- [What to work on]:
Copy all of the data below word for word, keeping every line in its original order and form.

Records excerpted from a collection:
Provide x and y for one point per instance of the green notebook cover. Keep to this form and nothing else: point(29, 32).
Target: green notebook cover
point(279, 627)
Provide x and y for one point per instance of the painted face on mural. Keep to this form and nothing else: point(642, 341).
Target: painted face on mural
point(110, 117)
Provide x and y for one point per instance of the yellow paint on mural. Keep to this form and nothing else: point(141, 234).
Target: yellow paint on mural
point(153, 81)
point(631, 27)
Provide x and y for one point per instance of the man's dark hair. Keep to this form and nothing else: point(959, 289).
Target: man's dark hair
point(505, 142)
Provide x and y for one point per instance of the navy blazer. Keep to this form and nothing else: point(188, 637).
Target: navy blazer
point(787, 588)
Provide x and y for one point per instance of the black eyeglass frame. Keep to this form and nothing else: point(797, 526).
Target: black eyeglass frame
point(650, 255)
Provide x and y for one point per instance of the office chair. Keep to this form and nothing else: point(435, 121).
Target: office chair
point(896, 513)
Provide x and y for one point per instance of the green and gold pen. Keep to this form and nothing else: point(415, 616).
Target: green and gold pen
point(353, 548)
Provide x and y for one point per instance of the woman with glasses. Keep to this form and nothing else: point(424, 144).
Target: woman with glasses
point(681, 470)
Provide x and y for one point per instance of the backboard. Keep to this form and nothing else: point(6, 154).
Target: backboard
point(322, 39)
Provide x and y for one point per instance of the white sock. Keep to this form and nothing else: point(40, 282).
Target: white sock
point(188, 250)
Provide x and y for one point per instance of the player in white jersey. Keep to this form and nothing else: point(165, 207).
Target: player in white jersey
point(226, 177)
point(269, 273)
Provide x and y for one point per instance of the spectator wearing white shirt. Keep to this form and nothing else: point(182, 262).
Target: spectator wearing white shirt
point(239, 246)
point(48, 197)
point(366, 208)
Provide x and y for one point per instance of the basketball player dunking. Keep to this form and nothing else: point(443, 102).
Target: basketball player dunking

- [Output for this task]:
Provide x and y for one point per instance of the green notebook cover. Keep to this form and nothing else: point(29, 32).
Target: green notebook cover
point(279, 627)
Provide x and y for one point per instance of the painted face on mural. Keep to this form and nothing else: point(642, 341).
Target: painted face on mural
point(110, 117)
Provide x and y for one point per instance of the yellow paint on mural. Keep to this form and nothing else: point(141, 234).
Target: yellow paint on mural
point(153, 81)
point(631, 27)
Provide x and y for one point per instance of the man's dark hair. Keep to this form and nothing else: point(959, 289).
Target: man's dark hair
point(505, 142)
Provide x and y for one point per instance of the navy blazer. Keep to this form and nothing else: point(188, 637).
Target: navy blazer
point(787, 588)
Provide x and y for one point per instance of the black eyeglass frame. Keep to this form and nothing else: point(797, 526).
Target: black eyeglass frame
point(650, 255)
Provide x and y for one point per instance of the office chair. Keep to this form and nothing else: point(435, 121).
Target: office chair
point(896, 513)
Provide x and y for one point per instance of the green and gold pen. Keep to this form and nothing else: point(415, 616).
Target: green and gold pen
point(353, 548)
Provide x and y for one point per instance of the woman with glasses. Keep to this form and nothing else: point(424, 144).
Target: woman with glasses
point(681, 470)
Provide x and y for one point per instance of the backboard. Keep to this form and nothing else: point(6, 154).
Target: backboard
point(322, 39)
Provide x and y for one point per instance of the white sock. Keep to this form and nothing else: point(40, 282).
Target: white sock
point(188, 250)
Provide x and y for one point per instance of the player in white jersey. Keep to this form and nothing else: point(165, 207).
Target: player in white jersey
point(226, 177)
point(269, 273)
Provide x and y for one point per instance of the spectator wearing white shirt. Keep to this form and nothing else: point(182, 262).
Target: spectator wearing white shirt
point(239, 246)
point(48, 197)
point(366, 208)
Provide x and y for one point per instance of the basketball player dunking. Keep to this form and nothing else: point(443, 102).
Target: basketball player dunking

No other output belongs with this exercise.